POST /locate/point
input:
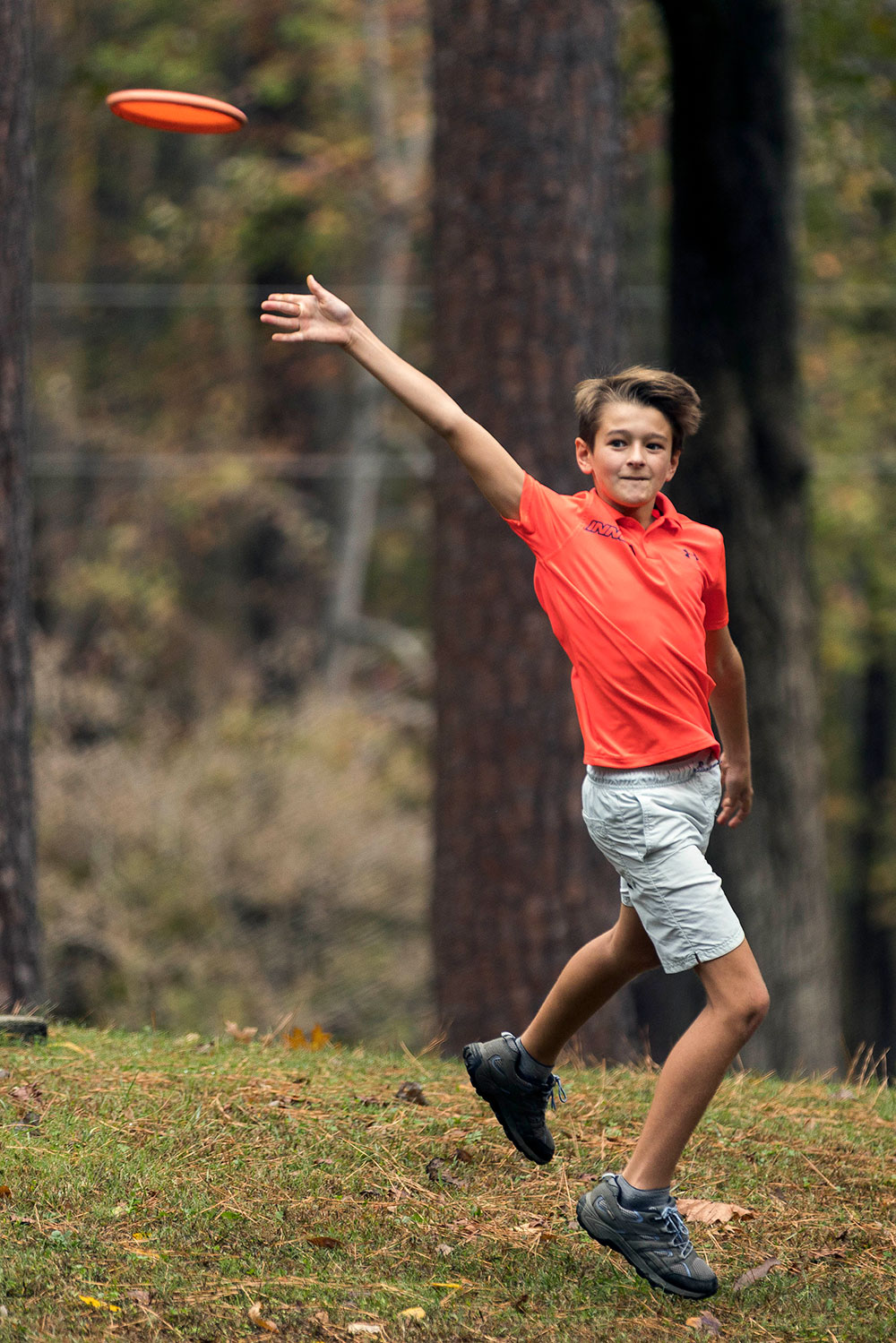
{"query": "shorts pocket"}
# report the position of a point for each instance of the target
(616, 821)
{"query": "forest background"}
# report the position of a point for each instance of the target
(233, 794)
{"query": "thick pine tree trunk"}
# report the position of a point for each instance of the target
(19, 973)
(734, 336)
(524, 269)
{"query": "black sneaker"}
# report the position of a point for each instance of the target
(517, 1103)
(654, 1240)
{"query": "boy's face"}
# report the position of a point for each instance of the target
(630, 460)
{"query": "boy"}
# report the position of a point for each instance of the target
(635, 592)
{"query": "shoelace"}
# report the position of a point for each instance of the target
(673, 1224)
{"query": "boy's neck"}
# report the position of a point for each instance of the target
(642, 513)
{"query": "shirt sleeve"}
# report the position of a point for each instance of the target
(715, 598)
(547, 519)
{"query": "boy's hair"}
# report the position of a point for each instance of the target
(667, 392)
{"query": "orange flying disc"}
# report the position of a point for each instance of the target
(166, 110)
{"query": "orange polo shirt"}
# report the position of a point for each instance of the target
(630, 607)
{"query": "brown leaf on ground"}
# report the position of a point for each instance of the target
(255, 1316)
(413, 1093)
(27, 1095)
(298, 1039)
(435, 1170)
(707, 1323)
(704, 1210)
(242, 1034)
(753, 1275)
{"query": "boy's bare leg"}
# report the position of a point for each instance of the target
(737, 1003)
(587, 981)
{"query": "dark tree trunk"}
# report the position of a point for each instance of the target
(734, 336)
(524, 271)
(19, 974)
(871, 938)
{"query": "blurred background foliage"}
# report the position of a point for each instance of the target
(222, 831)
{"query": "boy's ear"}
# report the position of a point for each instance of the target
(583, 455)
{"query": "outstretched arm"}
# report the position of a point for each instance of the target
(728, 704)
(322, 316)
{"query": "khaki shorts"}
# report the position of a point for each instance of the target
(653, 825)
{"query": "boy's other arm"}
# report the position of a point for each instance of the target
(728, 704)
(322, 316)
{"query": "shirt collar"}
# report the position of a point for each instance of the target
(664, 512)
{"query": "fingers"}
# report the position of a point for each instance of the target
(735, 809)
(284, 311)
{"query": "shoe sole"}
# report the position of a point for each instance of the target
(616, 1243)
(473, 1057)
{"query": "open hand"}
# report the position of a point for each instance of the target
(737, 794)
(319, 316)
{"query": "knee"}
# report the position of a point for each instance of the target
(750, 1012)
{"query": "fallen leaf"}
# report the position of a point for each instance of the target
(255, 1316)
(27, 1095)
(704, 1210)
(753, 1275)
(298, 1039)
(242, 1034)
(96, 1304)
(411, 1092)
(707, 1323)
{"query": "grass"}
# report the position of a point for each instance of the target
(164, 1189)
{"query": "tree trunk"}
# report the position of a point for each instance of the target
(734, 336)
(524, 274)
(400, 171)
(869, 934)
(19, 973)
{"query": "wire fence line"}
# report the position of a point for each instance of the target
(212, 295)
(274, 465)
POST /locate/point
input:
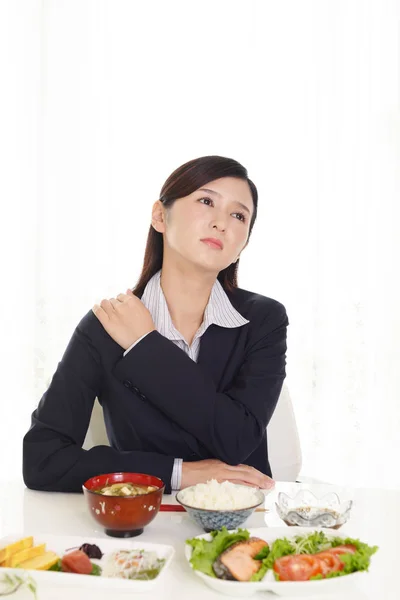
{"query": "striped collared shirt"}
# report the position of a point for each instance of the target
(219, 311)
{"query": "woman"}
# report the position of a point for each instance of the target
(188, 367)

__________

■ ACTIVITY ■
Note each line above that contains "orange" and copy it out.

■ YOUR SOLUTION ■
{"query": "orange flying disc"}
{"query": "orange polo shirt"}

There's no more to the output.